Point localization data
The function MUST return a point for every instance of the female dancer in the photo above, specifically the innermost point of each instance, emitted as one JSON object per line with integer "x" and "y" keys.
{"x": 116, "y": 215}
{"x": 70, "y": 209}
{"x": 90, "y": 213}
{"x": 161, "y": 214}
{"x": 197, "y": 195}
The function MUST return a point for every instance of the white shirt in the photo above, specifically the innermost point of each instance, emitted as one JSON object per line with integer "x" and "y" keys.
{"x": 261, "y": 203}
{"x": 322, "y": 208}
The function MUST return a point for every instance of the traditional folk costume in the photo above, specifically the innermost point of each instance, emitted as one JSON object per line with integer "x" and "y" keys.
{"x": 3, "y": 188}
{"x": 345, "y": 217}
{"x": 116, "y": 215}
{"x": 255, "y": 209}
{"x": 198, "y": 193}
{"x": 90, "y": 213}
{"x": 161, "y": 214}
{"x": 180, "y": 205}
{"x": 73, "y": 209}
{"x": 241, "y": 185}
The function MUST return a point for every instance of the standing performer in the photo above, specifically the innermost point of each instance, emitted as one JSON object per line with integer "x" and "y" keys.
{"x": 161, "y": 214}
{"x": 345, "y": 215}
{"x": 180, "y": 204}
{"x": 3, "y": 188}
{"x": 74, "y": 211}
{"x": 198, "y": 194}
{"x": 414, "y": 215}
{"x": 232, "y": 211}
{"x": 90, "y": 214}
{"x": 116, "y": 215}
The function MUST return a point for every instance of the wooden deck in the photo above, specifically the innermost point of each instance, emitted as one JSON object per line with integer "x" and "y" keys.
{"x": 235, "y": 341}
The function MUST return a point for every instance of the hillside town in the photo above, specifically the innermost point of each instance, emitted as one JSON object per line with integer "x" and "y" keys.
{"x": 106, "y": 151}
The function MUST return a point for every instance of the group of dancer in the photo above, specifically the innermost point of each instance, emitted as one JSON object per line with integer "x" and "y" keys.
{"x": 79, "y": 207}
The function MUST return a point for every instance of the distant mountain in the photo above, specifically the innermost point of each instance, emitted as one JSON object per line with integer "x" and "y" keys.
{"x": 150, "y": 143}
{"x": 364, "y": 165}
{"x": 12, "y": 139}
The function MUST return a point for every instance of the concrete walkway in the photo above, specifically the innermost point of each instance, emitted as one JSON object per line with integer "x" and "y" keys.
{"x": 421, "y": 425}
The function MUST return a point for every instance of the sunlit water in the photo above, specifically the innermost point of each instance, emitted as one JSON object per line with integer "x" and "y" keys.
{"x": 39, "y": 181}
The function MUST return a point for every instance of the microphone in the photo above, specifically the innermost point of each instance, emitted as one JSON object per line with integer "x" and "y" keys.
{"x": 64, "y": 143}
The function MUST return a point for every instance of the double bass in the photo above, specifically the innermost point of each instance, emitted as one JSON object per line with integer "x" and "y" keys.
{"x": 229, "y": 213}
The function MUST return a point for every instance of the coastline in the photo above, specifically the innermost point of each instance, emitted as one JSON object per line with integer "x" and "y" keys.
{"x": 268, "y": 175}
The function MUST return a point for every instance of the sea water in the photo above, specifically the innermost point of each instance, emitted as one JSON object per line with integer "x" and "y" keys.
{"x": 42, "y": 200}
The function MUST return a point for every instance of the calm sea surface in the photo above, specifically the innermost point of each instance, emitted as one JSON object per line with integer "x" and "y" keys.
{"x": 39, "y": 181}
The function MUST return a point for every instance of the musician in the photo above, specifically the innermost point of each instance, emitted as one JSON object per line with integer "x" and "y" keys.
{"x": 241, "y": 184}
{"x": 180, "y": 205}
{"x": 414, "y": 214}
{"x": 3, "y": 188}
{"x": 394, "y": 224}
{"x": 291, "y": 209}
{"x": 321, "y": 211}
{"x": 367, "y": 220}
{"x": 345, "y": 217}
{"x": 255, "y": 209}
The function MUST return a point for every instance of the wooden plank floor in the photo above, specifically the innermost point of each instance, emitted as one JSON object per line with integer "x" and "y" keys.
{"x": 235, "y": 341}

■ **Task directions**: Nothing before the line containing "the wooden plank" should be repeated; repeat that line and all later lines through the end of the data above, exactly.

■ **Reply**:
The function MUST return a point for every instance of the wooden plank floor in the photo above, specifically the innermost point of each instance, emitted as one JSON object per line with integer "x" and "y" keys.
{"x": 235, "y": 341}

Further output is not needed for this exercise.